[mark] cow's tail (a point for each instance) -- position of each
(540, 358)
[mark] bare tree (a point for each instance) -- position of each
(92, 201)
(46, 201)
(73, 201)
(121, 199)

====

## Problem requirements
Please copy every line of the records above, word for word and in the same order.

## Expected answer
[mark] cow's tail (a point for each instance) -- position of each
(540, 358)
[mark] bare tree (a point for each instance) -- position of each
(92, 201)
(46, 201)
(73, 201)
(121, 199)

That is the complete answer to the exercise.